__Work order__. Return each line of the data below unchanged, please.
============
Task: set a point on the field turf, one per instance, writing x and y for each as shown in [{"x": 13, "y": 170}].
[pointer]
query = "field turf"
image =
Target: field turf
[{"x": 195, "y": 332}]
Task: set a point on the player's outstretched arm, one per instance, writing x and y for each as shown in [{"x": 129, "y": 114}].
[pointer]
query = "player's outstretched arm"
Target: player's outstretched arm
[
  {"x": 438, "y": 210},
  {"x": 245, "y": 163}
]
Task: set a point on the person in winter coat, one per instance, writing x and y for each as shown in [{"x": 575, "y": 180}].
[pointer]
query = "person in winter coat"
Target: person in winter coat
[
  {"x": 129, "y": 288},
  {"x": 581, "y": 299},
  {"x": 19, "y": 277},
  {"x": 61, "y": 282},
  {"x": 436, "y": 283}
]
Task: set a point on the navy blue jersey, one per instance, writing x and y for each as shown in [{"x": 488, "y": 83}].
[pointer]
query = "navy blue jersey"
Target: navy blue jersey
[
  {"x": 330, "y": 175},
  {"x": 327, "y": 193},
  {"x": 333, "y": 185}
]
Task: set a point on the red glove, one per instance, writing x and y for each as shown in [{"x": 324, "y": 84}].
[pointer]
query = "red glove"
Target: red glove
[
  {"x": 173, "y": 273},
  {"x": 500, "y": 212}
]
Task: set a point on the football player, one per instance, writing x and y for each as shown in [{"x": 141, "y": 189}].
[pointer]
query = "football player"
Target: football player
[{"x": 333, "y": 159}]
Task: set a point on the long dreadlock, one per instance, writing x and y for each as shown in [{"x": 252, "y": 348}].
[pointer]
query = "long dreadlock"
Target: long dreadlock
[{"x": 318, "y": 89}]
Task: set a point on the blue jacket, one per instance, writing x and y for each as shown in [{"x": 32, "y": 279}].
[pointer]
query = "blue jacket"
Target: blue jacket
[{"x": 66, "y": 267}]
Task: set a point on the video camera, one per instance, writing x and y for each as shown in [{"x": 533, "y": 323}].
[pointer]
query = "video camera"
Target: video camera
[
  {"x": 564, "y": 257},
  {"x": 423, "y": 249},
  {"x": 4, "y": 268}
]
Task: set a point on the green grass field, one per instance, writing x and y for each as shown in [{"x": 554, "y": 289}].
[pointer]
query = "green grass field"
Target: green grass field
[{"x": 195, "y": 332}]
============
__Exercise output__.
Task: set a point on the field turf, one per instance, writing x and y for each as shown in [{"x": 13, "y": 170}].
[pointer]
query = "field turf"
image =
Target: field turf
[{"x": 195, "y": 332}]
Task: set a point on the player's outstretched arm, one per instance, writing x and y for each as shown in [{"x": 129, "y": 114}].
[pointer]
query = "player's outstretched arm"
Target: player's outstretched arm
[
  {"x": 438, "y": 210},
  {"x": 245, "y": 163}
]
Task: set a point on the person in winter coat, one per instance, writing x and y for each as shown in [{"x": 575, "y": 180}].
[pointer]
query = "person in winter coat"
Target: person in winter coat
[
  {"x": 129, "y": 288},
  {"x": 581, "y": 299},
  {"x": 19, "y": 277},
  {"x": 61, "y": 282},
  {"x": 436, "y": 283}
]
Task: set a point on the navy blue jersey, one per instance, writing x and y for each as shown in [{"x": 488, "y": 83}].
[pointer]
query = "navy blue jersey"
Target: navy blue jersey
[
  {"x": 330, "y": 175},
  {"x": 327, "y": 193},
  {"x": 333, "y": 185}
]
Task: set a point on the red glove, one per instance, writing x and y for each as shown in [{"x": 324, "y": 84}].
[pointer]
query = "red glove"
Target: red glove
[
  {"x": 173, "y": 273},
  {"x": 500, "y": 212}
]
Task: set a point on the football player, one per instance, writing x and y for each as shown in [{"x": 141, "y": 189}].
[pointer]
query = "football player"
Target: football player
[{"x": 333, "y": 159}]
Task: set a point on the long dreadlock, one per instance, writing x and y for each as shown in [{"x": 252, "y": 348}].
[pointer]
query = "long dreadlock"
Target: long dreadlock
[{"x": 318, "y": 89}]
Task: set a point on the blue jacket, one per instance, writing x and y for each as shown in [{"x": 32, "y": 279}].
[pointer]
query = "blue jacket"
Target: blue jacket
[{"x": 66, "y": 267}]
Task: set a point on the video camera, one per instance, writing x and y for each as shown in [{"x": 533, "y": 323}].
[pointer]
query = "video camera"
Target: video camera
[
  {"x": 564, "y": 257},
  {"x": 423, "y": 249},
  {"x": 4, "y": 268}
]
Task: set a point on the green grass field, one per instance, writing x and y for each as shown in [{"x": 554, "y": 289}].
[pointer]
query = "green grass field"
Target: green grass field
[{"x": 195, "y": 332}]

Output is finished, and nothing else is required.